Starting at the line with "--target stone monastery", return every line through the final one of the data, word for word. Pictures stay out.
# Dataset records start
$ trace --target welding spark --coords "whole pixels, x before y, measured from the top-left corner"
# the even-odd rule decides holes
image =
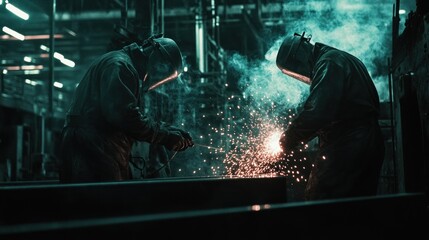
[[[274,131],[269,134],[268,138],[265,141],[265,150],[267,153],[271,153],[271,155],[277,155],[282,152],[280,147],[279,139],[282,135],[281,131]]]

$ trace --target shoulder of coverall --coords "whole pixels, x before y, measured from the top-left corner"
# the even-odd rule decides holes
[[[317,68],[317,65],[321,63],[322,61],[331,61],[333,63],[338,64],[341,67],[347,67],[344,65],[344,55],[349,55],[348,53],[339,50],[337,48],[328,46],[323,43],[315,43],[314,44],[314,50],[313,50],[313,61],[312,61],[312,68]]]
[[[141,47],[137,43],[131,43],[122,48],[122,51],[125,52],[131,59],[132,65],[137,70],[141,79],[144,77],[144,62],[146,56],[143,54]]]

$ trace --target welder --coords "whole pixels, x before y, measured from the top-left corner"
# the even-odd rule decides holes
[[[193,146],[189,132],[155,121],[141,109],[141,94],[178,78],[182,54],[176,42],[154,35],[94,60],[75,89],[61,136],[60,181],[131,179],[135,141],[172,152]]]
[[[305,200],[376,195],[385,147],[374,82],[357,57],[310,41],[311,35],[295,33],[277,54],[284,74],[310,85],[280,145],[291,157],[317,137]]]

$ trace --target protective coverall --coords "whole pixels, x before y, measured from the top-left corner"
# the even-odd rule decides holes
[[[375,195],[384,140],[379,97],[366,67],[322,43],[314,45],[309,65],[309,97],[282,139],[291,150],[319,138],[305,199]]]
[[[140,112],[140,79],[146,69],[136,66],[144,66],[144,59],[133,43],[90,66],[76,88],[63,128],[62,182],[130,179],[134,141],[166,145],[177,137],[167,125]]]

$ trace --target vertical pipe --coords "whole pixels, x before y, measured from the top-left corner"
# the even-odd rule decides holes
[[[128,28],[128,0],[124,0],[124,5],[121,9],[121,20],[122,20],[122,26],[125,27],[125,29]]]
[[[200,72],[207,72],[207,61],[206,61],[206,39],[205,39],[205,27],[203,19],[203,3],[199,1],[198,10],[195,14],[195,47],[196,47],[196,60],[198,69]]]
[[[49,77],[48,77],[48,111],[47,111],[47,117],[52,118],[54,116],[54,101],[53,101],[53,83],[54,83],[54,68],[55,68],[55,59],[54,59],[54,53],[55,53],[55,11],[56,11],[56,0],[52,0],[52,6],[51,6],[51,13],[49,15]],[[41,139],[40,139],[40,153],[45,153],[45,131],[46,131],[46,121],[45,116],[42,114],[41,116]],[[48,130],[50,129],[50,126],[47,127]]]
[[[160,9],[160,17],[161,17],[161,33],[164,33],[164,0],[161,0],[161,9]]]
[[[2,70],[1,72],[0,72],[0,93],[3,93],[4,92],[4,72],[3,72],[4,70]]]
[[[394,113],[394,105],[393,105],[393,84],[392,84],[392,63],[390,58],[387,59],[387,64],[389,67],[388,72],[388,81],[389,81],[389,101],[390,101],[390,134],[392,135],[392,160],[393,160],[393,173],[394,173],[394,192],[398,191],[398,171],[397,171],[397,159],[396,159],[396,121],[395,121],[395,113]]]
[[[153,35],[155,33],[155,11],[156,11],[156,0],[150,0],[150,33],[149,36]]]

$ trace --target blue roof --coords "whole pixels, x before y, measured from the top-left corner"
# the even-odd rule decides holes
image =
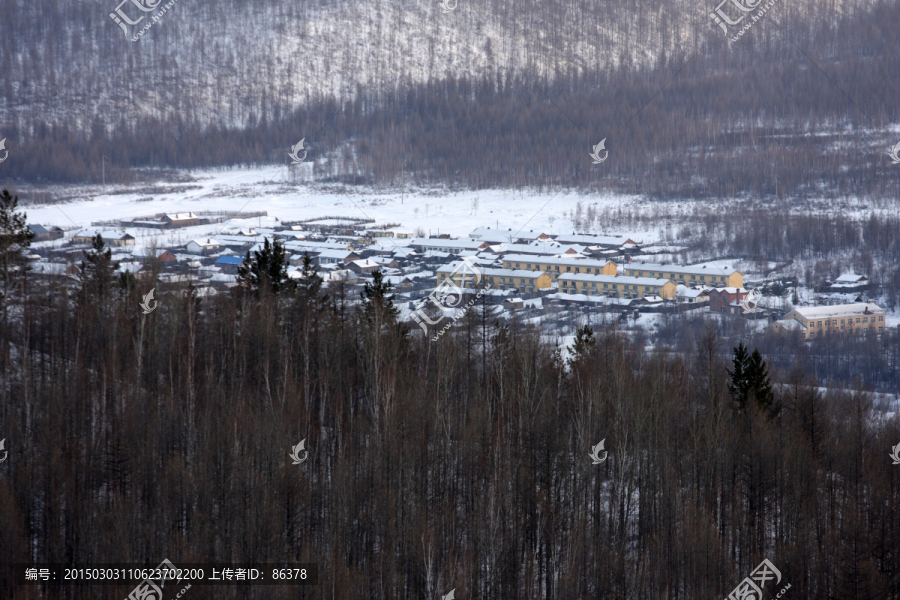
[[[221,256],[216,261],[217,265],[239,265],[244,262],[240,256]]]

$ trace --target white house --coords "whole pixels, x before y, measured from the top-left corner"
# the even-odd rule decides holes
[[[191,254],[212,254],[214,252],[218,252],[222,247],[218,241],[213,238],[202,238],[197,240],[191,240],[187,243],[187,251]]]

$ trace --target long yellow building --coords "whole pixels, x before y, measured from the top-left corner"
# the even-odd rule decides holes
[[[556,281],[563,273],[594,275],[615,275],[617,273],[616,263],[609,260],[534,256],[529,254],[507,254],[503,257],[503,268],[543,271],[549,273],[553,281]]]
[[[703,284],[713,287],[744,287],[744,275],[732,267],[660,265],[631,262],[625,266],[629,277],[656,277],[683,285]]]
[[[884,309],[871,302],[810,306],[795,308],[770,327],[776,330],[799,328],[806,339],[832,333],[884,333],[884,315]]]
[[[551,287],[550,275],[540,271],[526,271],[516,269],[485,269],[479,268],[481,283],[490,283],[493,289],[508,290],[516,288],[521,292],[536,292]],[[444,265],[437,270],[437,283],[440,285],[447,279],[452,279],[459,287],[471,288],[475,281],[475,275],[469,269],[460,268],[459,263]]]
[[[559,291],[565,294],[586,294],[611,298],[643,298],[659,296],[674,298],[677,286],[668,279],[652,277],[616,277],[564,273],[559,276]]]

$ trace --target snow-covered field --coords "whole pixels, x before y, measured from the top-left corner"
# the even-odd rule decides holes
[[[450,192],[407,190],[405,192],[362,191],[347,186],[319,186],[286,181],[285,167],[234,169],[191,174],[197,179],[185,184],[187,191],[154,194],[142,186],[128,191],[117,189],[104,194],[99,187],[77,190],[78,199],[55,205],[25,206],[30,223],[59,226],[64,229],[90,227],[94,221],[134,218],[155,213],[267,211],[268,217],[232,219],[227,223],[186,227],[177,230],[114,228],[136,238],[136,246],[174,245],[218,233],[231,233],[247,227],[272,227],[278,221],[297,221],[323,216],[370,218],[376,224],[400,223],[410,230],[421,229],[427,236],[450,234],[465,237],[477,227],[542,231],[547,234],[570,233],[570,213],[577,202],[597,204],[615,210],[636,207],[644,200],[620,195],[584,196],[572,192],[527,193],[513,191]],[[191,189],[197,188],[199,189]],[[167,189],[178,186],[167,185]],[[122,193],[125,191],[125,193]],[[150,196],[152,199],[147,199]],[[140,201],[138,201],[140,200]],[[689,210],[686,207],[686,210]],[[101,229],[97,227],[97,229]],[[107,228],[109,229],[109,228]],[[656,230],[604,232],[651,241]],[[70,237],[70,236],[69,236]],[[402,245],[402,240],[396,240]]]

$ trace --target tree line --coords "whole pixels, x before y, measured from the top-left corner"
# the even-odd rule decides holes
[[[140,167],[286,164],[305,138],[320,181],[660,199],[895,197],[886,152],[896,141],[885,128],[898,120],[890,98],[900,83],[890,76],[896,40],[882,33],[900,27],[900,8],[839,14],[790,12],[781,29],[761,23],[758,37],[733,46],[704,31],[696,47],[651,63],[400,78],[299,107],[272,93],[242,119],[177,111],[11,123],[4,132],[21,145],[9,172],[99,182],[105,162],[107,181],[127,182],[144,176]],[[588,152],[604,138],[610,159],[592,166]]]

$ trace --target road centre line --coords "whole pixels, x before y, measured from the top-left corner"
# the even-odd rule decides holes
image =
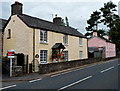
[[[96,65],[101,65],[101,64],[104,64],[104,63],[112,62],[112,61],[107,61],[107,62],[103,62],[103,63],[100,63],[100,64],[94,64],[94,65],[86,66],[86,67],[83,67],[83,68],[77,68],[76,70],[72,70],[72,71],[68,71],[68,72],[63,72],[61,74],[67,74],[67,73],[70,73],[70,72],[73,72],[73,71],[83,70],[83,69],[86,69],[86,68],[94,67]],[[56,75],[53,75],[51,77],[55,77],[55,76],[58,76],[58,75],[61,75],[61,74],[56,74]]]
[[[110,70],[110,69],[113,69],[113,68],[114,68],[114,66],[112,66],[112,67],[110,67],[110,68],[108,68],[108,69],[102,70],[101,73],[106,72],[106,71],[108,71],[108,70]]]
[[[80,82],[82,82],[82,81],[85,81],[85,80],[91,78],[91,77],[92,77],[92,76],[88,76],[88,77],[83,78],[83,79],[81,79],[81,80],[79,80],[79,81],[76,81],[76,82],[74,82],[74,83],[71,83],[71,84],[69,84],[69,85],[66,85],[66,86],[58,89],[58,91],[63,90],[63,89],[65,89],[65,88],[68,88],[68,87],[70,87],[70,86],[73,86],[73,85],[75,85],[75,84],[78,84],[78,83],[80,83]]]
[[[29,81],[29,82],[32,83],[32,82],[39,81],[39,80],[42,80],[42,78],[36,79],[36,80],[31,80],[31,81]]]
[[[3,89],[7,89],[7,88],[11,88],[11,87],[15,87],[16,85],[11,85],[11,86],[7,86],[7,87],[3,87],[3,88],[0,88],[0,90],[3,90]]]

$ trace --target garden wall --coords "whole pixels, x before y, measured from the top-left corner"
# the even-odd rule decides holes
[[[110,59],[114,59],[117,57],[110,57],[110,58],[94,58],[94,59],[83,59],[83,60],[74,60],[74,61],[67,61],[67,62],[59,62],[59,63],[50,63],[50,64],[40,64],[39,65],[39,73],[46,74],[50,72],[60,71],[69,68],[75,68],[78,66],[82,66],[85,64],[91,64],[100,61],[107,61]]]

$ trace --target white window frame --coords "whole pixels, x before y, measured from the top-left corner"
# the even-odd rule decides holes
[[[64,43],[64,45],[68,45],[68,35],[66,35],[66,34],[64,34],[63,43]]]
[[[79,38],[79,45],[83,46],[83,40],[82,40],[82,38]]]
[[[47,64],[47,50],[40,50],[40,64]]]
[[[83,59],[83,51],[79,52],[80,59]]]
[[[68,61],[68,51],[64,51],[63,54],[64,54],[65,61]]]
[[[43,34],[41,36],[41,33]],[[46,38],[45,38],[45,33],[46,33]],[[41,40],[42,37],[42,40]],[[40,30],[40,43],[47,43],[47,31],[46,30]]]

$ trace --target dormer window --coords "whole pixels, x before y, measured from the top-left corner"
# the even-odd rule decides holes
[[[47,43],[47,31],[40,30],[40,43]]]
[[[11,38],[11,29],[8,29],[8,37],[7,39],[10,39]]]

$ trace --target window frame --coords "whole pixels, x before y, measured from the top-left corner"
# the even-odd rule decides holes
[[[82,56],[81,56],[81,53],[82,53]],[[83,51],[79,51],[79,57],[80,59],[83,59]]]
[[[47,31],[40,30],[40,43],[47,43]]]

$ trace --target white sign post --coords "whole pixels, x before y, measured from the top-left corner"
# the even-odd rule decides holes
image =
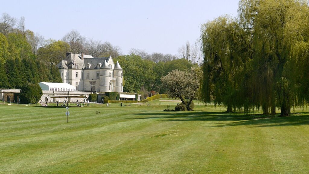
[[[68,116],[70,115],[70,112],[68,111],[68,110],[69,109],[69,107],[67,107],[66,108],[66,122],[68,122]]]

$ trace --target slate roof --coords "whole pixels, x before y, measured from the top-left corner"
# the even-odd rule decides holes
[[[75,56],[75,64],[74,64],[74,56]],[[81,54],[70,54],[64,59],[62,60],[57,64],[57,67],[58,68],[65,69],[75,69],[76,65],[77,63],[78,64],[78,69],[82,69],[85,68],[87,66],[88,63],[91,64],[89,69],[99,69],[97,67],[97,65],[98,63],[104,64],[104,62],[107,62],[106,65],[109,69],[107,65],[107,62],[108,62],[109,59],[111,58],[111,56],[107,57],[93,57],[91,55],[84,55],[84,60],[81,59]],[[118,63],[119,64],[119,63]],[[105,68],[106,67],[102,68],[103,65],[101,66],[101,68]],[[120,65],[119,65],[120,67]],[[121,67],[120,67],[121,68]],[[119,69],[122,70],[122,69]]]
[[[119,64],[119,62],[118,62],[118,61],[117,61],[117,63],[116,63],[116,65],[115,65],[115,67],[114,67],[114,69],[122,70],[122,68],[121,68],[121,67],[120,66],[120,65]]]

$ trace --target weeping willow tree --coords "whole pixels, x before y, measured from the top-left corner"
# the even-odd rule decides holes
[[[308,101],[300,96],[309,92],[303,83],[308,72],[300,72],[305,67],[298,65],[308,63],[302,57],[308,58],[308,2],[242,0],[239,5],[236,18],[220,17],[202,28],[203,100],[224,104],[228,111],[261,108],[269,114],[270,109],[275,114],[277,107],[281,115],[288,115],[300,98]]]
[[[227,15],[209,22],[202,29],[202,98],[206,102],[224,104],[231,112],[244,104],[239,94],[245,90],[241,84],[250,52],[248,35],[235,19]]]

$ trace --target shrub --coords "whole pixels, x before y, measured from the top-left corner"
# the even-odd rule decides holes
[[[175,107],[175,111],[187,111],[187,107],[183,103],[180,103]]]
[[[103,98],[103,99],[104,100],[104,103],[105,103],[105,100],[109,100],[110,99],[109,98],[109,97],[108,97],[108,96],[103,96],[103,97],[102,97],[102,98]]]
[[[167,95],[166,94],[160,94],[159,95],[154,95],[152,97],[148,97],[146,99],[143,100],[142,101],[141,101],[141,102],[151,102],[152,100],[155,100],[156,99],[158,99],[159,98],[167,98]],[[142,99],[142,96],[141,96],[141,99]]]
[[[141,100],[143,100],[145,99],[145,97],[143,94],[141,94]]]
[[[117,97],[117,95],[118,95],[118,93],[117,92],[106,92],[105,93],[105,95],[106,96],[108,96],[109,97],[109,99],[112,100],[116,100],[116,98]]]
[[[36,103],[43,95],[42,89],[38,84],[27,83],[22,87],[19,95],[22,103]]]
[[[88,100],[90,102],[96,102],[97,98],[98,95],[96,94],[89,94],[89,98]]]

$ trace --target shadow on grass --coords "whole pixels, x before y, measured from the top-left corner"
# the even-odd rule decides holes
[[[131,118],[137,119],[158,119],[163,121],[233,121],[231,122],[207,123],[211,127],[251,125],[255,127],[282,126],[309,124],[309,113],[297,115],[278,117],[261,114],[245,115],[239,113],[226,113],[222,112],[182,112],[167,113],[138,113],[136,115],[142,117]]]

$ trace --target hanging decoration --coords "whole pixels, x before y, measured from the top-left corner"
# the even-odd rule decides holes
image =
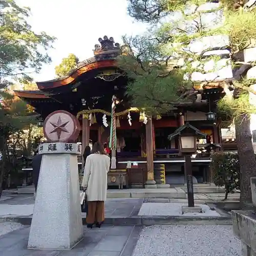
[[[161,115],[157,115],[157,120],[160,120],[162,118]]]
[[[103,123],[103,125],[105,127],[108,127],[109,126],[109,124],[108,124],[108,122],[106,122],[106,114],[104,114],[103,115],[103,117],[102,117],[102,123]]]
[[[115,110],[116,109],[115,100],[116,97],[112,97],[112,104],[111,105],[111,124],[110,125],[110,138],[109,147],[111,150],[116,149],[116,118],[115,117]]]
[[[95,114],[93,114],[93,123],[97,123],[97,119],[96,118]]]
[[[89,114],[82,114],[82,119],[88,119],[89,118]]]
[[[83,118],[89,118],[90,120],[90,125],[93,124],[94,123],[97,123],[97,120],[96,118],[96,113],[102,113],[103,114],[102,117],[102,122],[103,124],[105,127],[108,127],[109,124],[106,121],[106,116],[111,116],[111,120],[112,120],[113,118],[115,118],[115,128],[116,127],[120,127],[120,120],[119,117],[123,116],[124,115],[127,115],[128,122],[130,126],[132,126],[132,118],[131,117],[131,112],[138,113],[140,112],[139,109],[137,108],[131,108],[127,110],[121,111],[120,112],[115,113],[115,111],[113,112],[113,109],[112,110],[112,113],[108,112],[103,110],[100,109],[95,109],[95,110],[84,110],[80,111],[77,113],[76,117],[78,118],[81,115],[82,115]],[[159,119],[161,118],[161,116],[159,115],[159,116],[157,117],[157,119]],[[147,122],[147,117],[146,115],[145,112],[140,113],[140,119],[139,121],[140,122],[143,122],[144,124],[146,124]]]
[[[147,123],[147,117],[145,115],[144,117],[143,123],[144,124],[146,124],[146,123]]]
[[[144,122],[144,119],[145,118],[145,112],[140,112],[140,119],[139,120],[139,121],[141,123]]]
[[[115,113],[115,116],[117,117],[117,116],[123,116],[124,115],[126,115],[126,114],[127,114],[129,112],[139,112],[140,111],[139,109],[137,108],[131,108],[130,109],[124,110],[123,111]],[[77,113],[76,117],[78,118],[81,115],[83,115],[84,114],[90,114],[91,113],[101,113],[103,114],[104,114],[105,115],[106,115],[106,116],[111,116],[111,113],[108,112],[108,111],[105,111],[104,110],[100,109],[95,109],[91,110],[82,110],[81,111],[80,111]]]
[[[131,115],[130,112],[128,112],[128,115],[127,116],[127,118],[128,118],[128,122],[129,123],[130,126],[132,126],[132,118],[131,117]]]
[[[116,127],[120,127],[121,125],[120,124],[120,121],[119,121],[119,117],[117,117],[116,118]]]
[[[92,124],[93,124],[93,118],[92,118],[92,114],[91,113],[89,115],[89,120],[90,120],[90,126],[91,126]]]

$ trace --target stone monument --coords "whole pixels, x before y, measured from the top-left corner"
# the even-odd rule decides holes
[[[68,112],[50,114],[44,124],[42,154],[29,249],[70,249],[82,239],[77,156],[78,120]]]
[[[256,208],[256,178],[251,178],[252,203]],[[232,211],[234,234],[242,242],[242,256],[256,256],[256,212]]]

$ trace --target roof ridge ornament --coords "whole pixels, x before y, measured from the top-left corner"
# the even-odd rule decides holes
[[[114,54],[116,56],[121,54],[121,48],[118,42],[115,43],[114,38],[111,37],[109,38],[106,35],[104,36],[103,39],[99,38],[100,45],[95,45],[95,50],[93,52],[95,55],[99,54]]]

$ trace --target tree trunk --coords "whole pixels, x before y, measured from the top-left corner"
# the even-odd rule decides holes
[[[2,154],[2,160],[0,161],[0,198],[3,192],[3,182],[5,176],[5,164],[6,161],[6,141],[5,138],[0,137],[0,149]]]
[[[252,205],[250,178],[256,177],[256,160],[251,141],[249,115],[244,114],[237,120],[236,137],[241,170],[240,204],[245,208]]]

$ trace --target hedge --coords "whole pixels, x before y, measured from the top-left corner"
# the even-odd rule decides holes
[[[229,193],[240,188],[240,167],[237,153],[216,152],[212,157],[211,171],[214,183],[219,187],[224,186],[225,199]]]

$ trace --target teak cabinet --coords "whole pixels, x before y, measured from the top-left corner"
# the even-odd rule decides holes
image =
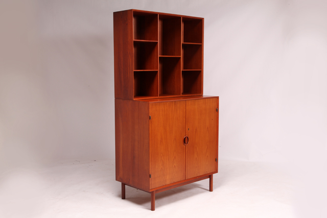
[[[203,18],[113,13],[116,180],[155,195],[218,173],[219,97],[203,95]]]

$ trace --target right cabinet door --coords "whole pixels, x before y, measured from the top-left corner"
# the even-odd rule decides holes
[[[186,179],[217,171],[217,99],[186,101]]]

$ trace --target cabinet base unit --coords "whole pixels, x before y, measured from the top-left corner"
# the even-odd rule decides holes
[[[115,100],[116,180],[154,196],[218,173],[219,97]]]

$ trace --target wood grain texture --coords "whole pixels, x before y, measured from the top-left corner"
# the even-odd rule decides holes
[[[150,187],[185,179],[185,101],[151,104]]]
[[[114,98],[133,99],[132,11],[113,13]]]
[[[149,190],[149,104],[115,99],[116,180]]]
[[[168,96],[169,97],[169,96]],[[194,100],[196,99],[216,99],[216,96],[209,96],[209,95],[194,95],[194,96],[176,96],[174,98],[160,98],[160,99],[140,99],[137,101],[140,102],[175,102],[178,101],[186,101],[186,100]]]
[[[216,171],[217,99],[186,102],[186,178]]]

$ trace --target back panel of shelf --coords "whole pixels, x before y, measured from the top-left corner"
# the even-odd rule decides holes
[[[158,70],[158,43],[134,41],[134,69]]]
[[[134,71],[134,98],[158,96],[158,71]]]

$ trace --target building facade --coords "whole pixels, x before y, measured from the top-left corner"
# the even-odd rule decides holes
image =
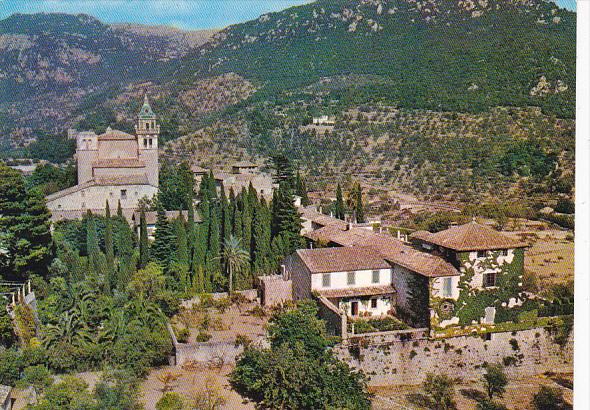
[[[304,236],[323,248],[298,250],[284,261],[295,300],[318,296],[352,319],[392,315],[431,329],[513,320],[513,308],[526,300],[527,245],[489,227],[471,222],[416,232],[409,244],[321,222],[312,221]]]
[[[54,219],[86,210],[137,208],[140,199],[158,190],[158,136],[160,126],[147,96],[137,117],[135,135],[110,127],[100,135],[76,134],[78,184],[48,195],[47,207]],[[78,213],[72,211],[80,211]]]

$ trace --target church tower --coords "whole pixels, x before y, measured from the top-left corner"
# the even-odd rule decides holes
[[[160,135],[160,126],[156,114],[152,111],[147,94],[137,116],[135,134],[137,135],[139,160],[145,163],[148,182],[150,185],[158,186],[158,136]]]

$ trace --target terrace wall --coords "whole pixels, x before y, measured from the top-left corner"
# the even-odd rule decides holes
[[[479,379],[485,362],[508,364],[511,377],[571,371],[573,364],[573,332],[562,346],[547,328],[493,333],[490,340],[480,335],[431,340],[424,335],[407,341],[392,336],[398,339],[393,341],[369,335],[355,336],[335,352],[363,370],[371,385],[420,384],[429,372]]]

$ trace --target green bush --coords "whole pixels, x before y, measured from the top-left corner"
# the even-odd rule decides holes
[[[199,332],[197,336],[195,336],[195,342],[208,342],[211,340],[211,335],[207,332]]]

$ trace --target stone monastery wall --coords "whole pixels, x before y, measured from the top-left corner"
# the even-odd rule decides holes
[[[335,350],[351,366],[363,370],[370,385],[420,384],[426,373],[479,379],[484,362],[505,364],[511,377],[572,368],[573,331],[564,346],[555,343],[545,328],[493,333],[491,340],[481,335],[373,345],[369,340]]]

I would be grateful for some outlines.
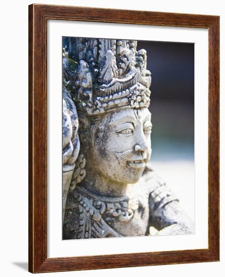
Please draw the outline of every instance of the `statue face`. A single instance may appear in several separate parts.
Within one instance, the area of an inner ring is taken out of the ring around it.
[[[137,182],[150,159],[151,127],[147,108],[106,113],[86,149],[87,169],[113,181]]]

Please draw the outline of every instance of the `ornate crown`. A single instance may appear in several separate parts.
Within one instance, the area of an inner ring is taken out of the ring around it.
[[[136,41],[65,37],[63,44],[64,84],[78,111],[148,107],[151,73]]]

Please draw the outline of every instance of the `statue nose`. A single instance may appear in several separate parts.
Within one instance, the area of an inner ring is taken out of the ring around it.
[[[134,147],[134,151],[135,152],[146,151],[147,149],[147,146],[145,145],[140,145],[139,144],[137,144]]]

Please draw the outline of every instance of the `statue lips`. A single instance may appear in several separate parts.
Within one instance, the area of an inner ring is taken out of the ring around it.
[[[133,160],[127,161],[127,164],[133,168],[143,168],[145,167],[146,160]]]

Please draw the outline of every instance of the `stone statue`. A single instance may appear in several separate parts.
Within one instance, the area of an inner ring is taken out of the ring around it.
# Dataset records end
• _Task solution_:
$ trace --target stone monastery wall --coords "whole pixels, x before y, measured from the top-left corner"
# the even-odd rule decides holes
[[[335,350],[351,366],[363,370],[370,385],[420,384],[426,373],[479,379],[484,362],[505,364],[511,377],[572,368],[573,331],[564,346],[555,343],[545,328],[493,333],[491,340],[481,335],[373,345],[369,340]]]

I would be grateful for some outlines.
Please draw the outline of every instance of the `statue face`. A single instance may appear in several separate parts.
Within one instance, the area of an inner ring is taken out of the ring around it.
[[[137,182],[150,159],[151,127],[147,108],[106,113],[86,149],[87,169],[113,181]]]

Please draw the outline of every instance of the `ornate crown`. A single instance may appear in several separate parts.
Within one instance, the area of an inner ring is taken out of the ring around it.
[[[136,41],[65,37],[63,44],[64,84],[78,111],[148,107],[151,73]]]

Please draw the outline of every instance of the `statue nose`. A single instance may appear in several separate parts.
Within one instance, the area of an inner ring is taken out of the ring around it.
[[[134,147],[134,151],[135,152],[146,151],[147,149],[147,146],[145,145],[140,145],[139,144],[137,144]]]

Please draw the outline of every instance of the `statue lips`. A single instance may appear in several separate parts.
Within one instance, the area of an inner ring is taken out of the ring around it.
[[[133,160],[127,161],[127,164],[133,168],[143,168],[145,167],[146,160]]]

Please draw the outline of every instance of the `stone statue`. A single instance may appear in several separate parts.
Within one instance, the area of an inner ring is taken out of the ring around it.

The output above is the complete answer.